◆ Document section
• • • •
In a prior study, Priori et al. proposed a risk stratification scheme for LQTS patients that is based on the LQTS genotype, QTc, and gender.16
This study, however, assessed a composite end point of cardiac events of any type, comprising mostly nonfatal symcopal episodes,16
whereas the large sample size of genotyped LQT2 patients in the present study facilitated for the first time the development of a risk stratification scheme for the end point of life-threatening cardiac events within the LQT2 population. We show that combined assessed of clinical and genetic data, related to mutation-location, can be used to identify risk groups of LQT2 patients with a significantly different risk of ACA or SCD and with a pronounced difference in the rate of ACA or SCD during follow-up. These findings suggest that risk stratification in long QT syndrome should combine clinical and mutation-related risk factors that are specific for each of the 3 main LQTS genotypes.
Prior data suggest that LQT2 patients expereince a relatively high rate of cardiac events during beta-blocker therapy.17
In the present study medical therapy with beta-blockers was associated with pronounced 61% reduction in the risk of ACA or SCD in the total LQT2 population. However, the present findings also suggest that careful follow-up, with consideration of ICD therapy for primary prevention, is warranted in high- and very-risk LQT2 patients. These patient subsets were shown to experience 3.5 to 5.3 events per 100 patient years (which correspond to a high rate of 1.5 to 2.1 life-threatening cardiac events per patient from birth through age 40 years) despite frequent usage of beta-blocker therapy (>80%).
• • • •
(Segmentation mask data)
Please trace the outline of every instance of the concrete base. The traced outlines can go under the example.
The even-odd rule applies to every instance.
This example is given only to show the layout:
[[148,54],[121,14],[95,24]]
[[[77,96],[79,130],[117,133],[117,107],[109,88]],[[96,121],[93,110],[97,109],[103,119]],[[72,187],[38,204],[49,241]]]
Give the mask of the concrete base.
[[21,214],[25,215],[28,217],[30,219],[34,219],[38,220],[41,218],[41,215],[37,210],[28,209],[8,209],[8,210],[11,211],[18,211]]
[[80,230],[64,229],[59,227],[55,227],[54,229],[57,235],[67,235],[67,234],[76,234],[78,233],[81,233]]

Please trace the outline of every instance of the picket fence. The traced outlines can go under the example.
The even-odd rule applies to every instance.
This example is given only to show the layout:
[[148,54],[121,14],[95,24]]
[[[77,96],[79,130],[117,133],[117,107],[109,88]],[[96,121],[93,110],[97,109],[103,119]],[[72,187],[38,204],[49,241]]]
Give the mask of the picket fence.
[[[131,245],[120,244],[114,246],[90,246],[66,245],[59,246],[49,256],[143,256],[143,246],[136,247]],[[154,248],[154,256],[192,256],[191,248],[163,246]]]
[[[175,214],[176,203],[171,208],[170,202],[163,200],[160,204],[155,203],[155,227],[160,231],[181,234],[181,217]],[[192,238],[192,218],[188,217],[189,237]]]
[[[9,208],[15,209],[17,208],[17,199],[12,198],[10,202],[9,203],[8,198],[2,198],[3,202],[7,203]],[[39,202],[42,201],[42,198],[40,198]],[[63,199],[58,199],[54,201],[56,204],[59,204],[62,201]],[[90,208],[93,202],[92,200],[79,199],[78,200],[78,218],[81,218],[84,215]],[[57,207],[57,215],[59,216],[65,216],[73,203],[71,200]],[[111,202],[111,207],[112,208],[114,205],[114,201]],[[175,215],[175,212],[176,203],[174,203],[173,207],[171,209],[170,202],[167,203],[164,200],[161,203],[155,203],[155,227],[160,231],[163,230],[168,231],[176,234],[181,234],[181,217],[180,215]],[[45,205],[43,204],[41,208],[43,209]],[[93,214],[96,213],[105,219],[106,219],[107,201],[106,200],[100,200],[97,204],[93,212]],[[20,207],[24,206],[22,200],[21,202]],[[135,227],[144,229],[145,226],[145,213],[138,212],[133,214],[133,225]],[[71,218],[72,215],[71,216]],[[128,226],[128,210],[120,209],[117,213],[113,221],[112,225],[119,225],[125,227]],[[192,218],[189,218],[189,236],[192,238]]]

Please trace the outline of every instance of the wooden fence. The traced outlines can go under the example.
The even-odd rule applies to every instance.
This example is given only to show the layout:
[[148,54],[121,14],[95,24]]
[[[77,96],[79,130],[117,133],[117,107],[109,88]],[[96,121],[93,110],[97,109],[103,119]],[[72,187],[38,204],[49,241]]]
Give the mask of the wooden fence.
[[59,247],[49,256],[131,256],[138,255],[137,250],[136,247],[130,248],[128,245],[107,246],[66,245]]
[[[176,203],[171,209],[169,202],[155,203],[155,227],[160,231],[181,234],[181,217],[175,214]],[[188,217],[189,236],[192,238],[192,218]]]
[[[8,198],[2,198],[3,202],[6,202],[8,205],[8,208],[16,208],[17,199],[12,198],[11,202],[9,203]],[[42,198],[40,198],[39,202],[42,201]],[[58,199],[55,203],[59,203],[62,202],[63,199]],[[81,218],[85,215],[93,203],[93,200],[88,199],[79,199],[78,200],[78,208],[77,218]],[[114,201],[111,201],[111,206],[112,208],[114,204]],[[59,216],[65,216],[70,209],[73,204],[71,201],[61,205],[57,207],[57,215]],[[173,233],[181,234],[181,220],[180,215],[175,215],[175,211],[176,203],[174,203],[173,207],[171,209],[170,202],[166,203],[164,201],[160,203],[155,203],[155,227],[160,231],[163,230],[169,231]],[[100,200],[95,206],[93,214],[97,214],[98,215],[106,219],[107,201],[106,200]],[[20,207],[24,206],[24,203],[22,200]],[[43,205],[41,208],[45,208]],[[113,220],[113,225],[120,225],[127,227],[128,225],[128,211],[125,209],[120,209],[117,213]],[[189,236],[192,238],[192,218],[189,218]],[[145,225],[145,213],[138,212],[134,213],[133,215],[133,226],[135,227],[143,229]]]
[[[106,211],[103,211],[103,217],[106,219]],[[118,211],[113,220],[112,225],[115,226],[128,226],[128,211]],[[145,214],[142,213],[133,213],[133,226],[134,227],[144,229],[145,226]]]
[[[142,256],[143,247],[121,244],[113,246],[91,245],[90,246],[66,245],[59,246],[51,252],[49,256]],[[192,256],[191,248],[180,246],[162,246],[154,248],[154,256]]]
• • • •
◆ Required tasks
**a.** In the passage on LQT2 risk stratification, what factors does the scheme proposed by Priori et al. rest on?
**b.** Continue the passage on LQT2 risk stratification from its last sentence.
The lines of segmentation mask data have no connection to the passage on risk stratification in LQT2 patients.

◆ Activity answers
**a.**
- LQTS genotype
- QTc
- gender

**b.**
We did not carry out expression studies to assess the effects of estrogen and testosterone on ion channel mutations by their location. Therefore, further studies are necessary to evaluate the mechanism related to the observed gender-specific risk related to mutation-location.
Due to sample size limitations we did not carry out comprehensive analysis of the relation between all function regions of the KCNH2 channel (including the PAS, CNBD, other C-terminus and N-terminus domains) and gender-specific risk. However, the results from the secondary analysis in which nonpore-loop mutations were further subcategorized into mutations in the transmembrane and C/N-terminus regions support the consistency of our findings.
Conclusions and Clinical Implications
The present study shows a distinct association between mutation characteristics and time-dependent differences in the clinical course of LQT2 patients. We have shown that after the onset of adolescence women with and without high risk mutations exhibit increased risk for life-threatening cardiac events, whereas the risk of ACA or SCD in men is increased only among carriers of the higher-risk pore-loop mutations. Thus, a comprehensive approach, that combines clinical and genetic data, should be employed for risk assessment and management of LQTS patients.